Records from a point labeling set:
■ ■ ■ ■
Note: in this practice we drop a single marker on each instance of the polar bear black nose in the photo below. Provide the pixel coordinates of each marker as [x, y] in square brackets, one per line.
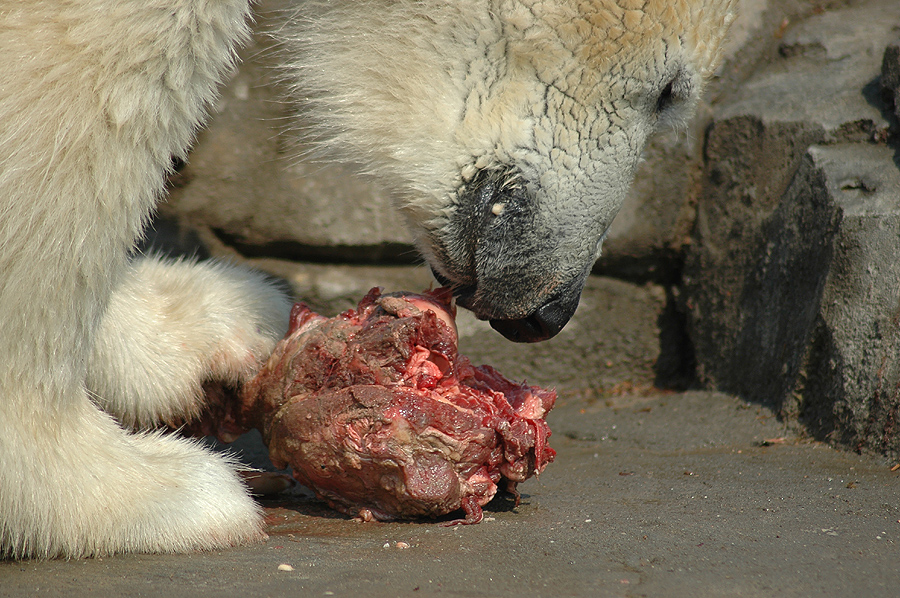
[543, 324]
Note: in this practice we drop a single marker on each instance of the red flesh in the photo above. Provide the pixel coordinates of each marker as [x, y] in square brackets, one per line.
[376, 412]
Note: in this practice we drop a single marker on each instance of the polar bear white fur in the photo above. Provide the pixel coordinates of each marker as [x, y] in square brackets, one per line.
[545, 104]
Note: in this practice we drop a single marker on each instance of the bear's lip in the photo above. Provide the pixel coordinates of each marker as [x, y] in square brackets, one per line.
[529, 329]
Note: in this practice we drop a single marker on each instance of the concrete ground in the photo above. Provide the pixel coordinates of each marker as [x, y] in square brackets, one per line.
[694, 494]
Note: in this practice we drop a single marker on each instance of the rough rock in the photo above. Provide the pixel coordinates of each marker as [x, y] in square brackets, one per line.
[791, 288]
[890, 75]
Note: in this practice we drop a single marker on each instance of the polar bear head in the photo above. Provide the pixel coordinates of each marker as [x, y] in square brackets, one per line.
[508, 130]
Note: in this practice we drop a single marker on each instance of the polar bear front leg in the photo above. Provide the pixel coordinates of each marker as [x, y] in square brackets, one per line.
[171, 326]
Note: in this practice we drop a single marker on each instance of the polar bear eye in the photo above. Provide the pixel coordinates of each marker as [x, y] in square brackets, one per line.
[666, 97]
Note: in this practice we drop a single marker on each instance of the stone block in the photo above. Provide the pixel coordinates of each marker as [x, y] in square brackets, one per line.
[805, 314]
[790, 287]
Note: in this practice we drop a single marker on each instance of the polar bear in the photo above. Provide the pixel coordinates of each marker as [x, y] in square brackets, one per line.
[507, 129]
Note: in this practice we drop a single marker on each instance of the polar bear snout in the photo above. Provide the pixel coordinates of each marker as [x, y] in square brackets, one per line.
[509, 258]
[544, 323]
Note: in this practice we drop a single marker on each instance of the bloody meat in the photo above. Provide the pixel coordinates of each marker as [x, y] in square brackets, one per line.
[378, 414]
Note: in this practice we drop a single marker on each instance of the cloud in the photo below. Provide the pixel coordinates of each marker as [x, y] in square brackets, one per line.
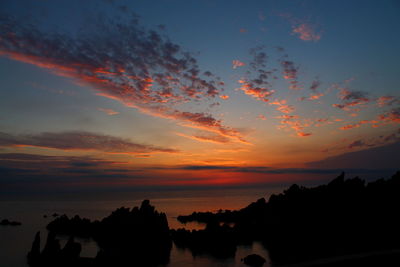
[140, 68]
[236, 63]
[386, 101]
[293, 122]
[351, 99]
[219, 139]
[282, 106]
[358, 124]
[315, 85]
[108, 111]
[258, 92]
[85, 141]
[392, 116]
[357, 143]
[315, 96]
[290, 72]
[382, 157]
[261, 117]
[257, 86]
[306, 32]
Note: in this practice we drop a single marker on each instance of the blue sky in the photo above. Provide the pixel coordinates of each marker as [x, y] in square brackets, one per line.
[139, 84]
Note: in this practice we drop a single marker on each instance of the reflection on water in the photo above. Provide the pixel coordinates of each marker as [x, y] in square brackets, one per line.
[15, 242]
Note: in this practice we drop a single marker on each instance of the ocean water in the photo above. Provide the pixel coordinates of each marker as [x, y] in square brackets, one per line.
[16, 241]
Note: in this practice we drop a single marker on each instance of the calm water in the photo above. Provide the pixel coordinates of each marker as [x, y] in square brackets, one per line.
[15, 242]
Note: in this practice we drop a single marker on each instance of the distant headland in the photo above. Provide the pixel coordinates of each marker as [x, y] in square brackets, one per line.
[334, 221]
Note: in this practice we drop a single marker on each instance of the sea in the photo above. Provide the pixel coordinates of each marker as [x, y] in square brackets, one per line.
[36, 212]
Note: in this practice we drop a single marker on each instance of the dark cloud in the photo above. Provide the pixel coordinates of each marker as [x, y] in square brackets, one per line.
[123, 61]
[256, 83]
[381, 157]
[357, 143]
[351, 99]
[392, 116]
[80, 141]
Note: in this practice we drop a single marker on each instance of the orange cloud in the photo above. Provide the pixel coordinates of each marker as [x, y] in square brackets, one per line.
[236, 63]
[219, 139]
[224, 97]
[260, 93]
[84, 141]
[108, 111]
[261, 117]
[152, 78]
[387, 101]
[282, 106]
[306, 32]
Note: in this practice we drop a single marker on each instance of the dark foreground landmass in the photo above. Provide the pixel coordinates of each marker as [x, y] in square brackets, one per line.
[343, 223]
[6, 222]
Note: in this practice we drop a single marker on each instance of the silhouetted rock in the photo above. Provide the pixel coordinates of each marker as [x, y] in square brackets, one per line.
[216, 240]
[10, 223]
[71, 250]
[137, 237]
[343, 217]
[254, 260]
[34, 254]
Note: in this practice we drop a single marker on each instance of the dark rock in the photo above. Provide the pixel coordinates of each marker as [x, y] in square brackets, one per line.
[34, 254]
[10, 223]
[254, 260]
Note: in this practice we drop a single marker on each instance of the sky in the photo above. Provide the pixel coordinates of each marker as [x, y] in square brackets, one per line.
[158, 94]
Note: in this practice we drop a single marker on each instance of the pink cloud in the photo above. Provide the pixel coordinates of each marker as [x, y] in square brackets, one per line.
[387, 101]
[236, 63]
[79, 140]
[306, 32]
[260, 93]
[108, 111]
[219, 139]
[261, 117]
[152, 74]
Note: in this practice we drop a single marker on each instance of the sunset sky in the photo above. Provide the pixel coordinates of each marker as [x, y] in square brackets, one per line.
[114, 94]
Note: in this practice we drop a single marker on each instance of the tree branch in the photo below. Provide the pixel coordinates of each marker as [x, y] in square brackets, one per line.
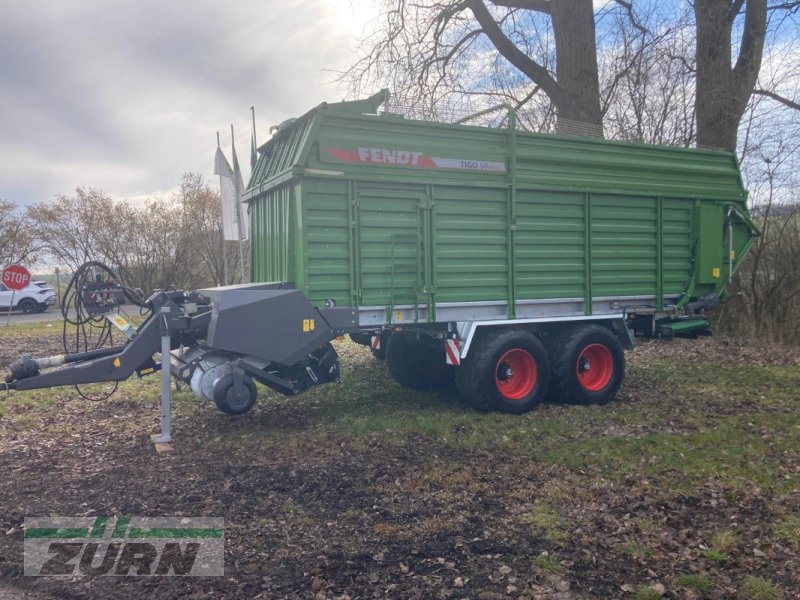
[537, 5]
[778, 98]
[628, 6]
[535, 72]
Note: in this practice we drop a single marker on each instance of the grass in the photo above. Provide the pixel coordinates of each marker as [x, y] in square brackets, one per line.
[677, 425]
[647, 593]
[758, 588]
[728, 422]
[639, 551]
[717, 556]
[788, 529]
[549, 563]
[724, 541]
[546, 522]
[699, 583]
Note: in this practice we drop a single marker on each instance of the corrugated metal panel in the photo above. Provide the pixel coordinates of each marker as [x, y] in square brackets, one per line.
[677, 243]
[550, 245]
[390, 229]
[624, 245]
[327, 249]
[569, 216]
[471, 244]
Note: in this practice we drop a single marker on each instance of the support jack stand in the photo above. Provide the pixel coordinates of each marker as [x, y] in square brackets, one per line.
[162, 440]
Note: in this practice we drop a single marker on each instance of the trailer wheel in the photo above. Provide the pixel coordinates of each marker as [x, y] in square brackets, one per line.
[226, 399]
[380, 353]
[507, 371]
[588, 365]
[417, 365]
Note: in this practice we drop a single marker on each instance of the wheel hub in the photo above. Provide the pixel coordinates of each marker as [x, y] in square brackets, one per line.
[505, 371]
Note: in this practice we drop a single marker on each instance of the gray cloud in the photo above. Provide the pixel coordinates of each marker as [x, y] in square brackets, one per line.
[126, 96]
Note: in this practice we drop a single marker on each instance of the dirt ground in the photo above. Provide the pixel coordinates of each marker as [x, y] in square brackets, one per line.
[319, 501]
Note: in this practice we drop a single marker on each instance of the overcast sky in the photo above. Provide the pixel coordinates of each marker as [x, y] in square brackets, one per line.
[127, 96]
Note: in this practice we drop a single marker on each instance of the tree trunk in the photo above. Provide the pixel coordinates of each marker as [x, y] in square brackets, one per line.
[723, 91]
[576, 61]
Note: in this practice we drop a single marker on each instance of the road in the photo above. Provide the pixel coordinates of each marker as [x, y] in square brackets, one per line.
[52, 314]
■ ■ ■ ■
• **INSTRUCTIONS TO FOLLOW**
Rewrite the stretch from the line containing "of the wheel" through the end of the records, changing each "marker" to "pin" and leaving everything else unchanged.

• **RESPONSE TO THE TASK**
Note: in this practice we drop a single pin on each instance of the wheel hub in the photo above. Provide the pixel coordinates of each pin as [x, y] in square brackets, one per line.
[505, 371]
Note: in this practice we drop a single pin on each instance of the gray cloud in the photo above. Provide the pixel coordinates of each pin as [x, y] in square brackets, one per line.
[126, 96]
Note: in this practice we drop a single pin on each instance of the dirt ground in the photo above. Provide the pixel coordinates of each pin as [x, y] in square brackets, one per line.
[319, 501]
Note: in this practice we drop a single pin on each instance of the overcast sky in the photo above. Provide the pixel coordinates of each pin as [x, y] in square brackets, one per line.
[127, 96]
Note: in this practice we drop a single pin on each instance of the tree trunk in the photo above. Provide the pixel coordinates of each pin as [x, y] in square brackets, one per line.
[723, 91]
[576, 61]
Note: in this practice we drop a single pin on each instance of the road in the photo above. Provide the pixel coordinates of each pin as [x, y] in square brackets, one per line.
[52, 314]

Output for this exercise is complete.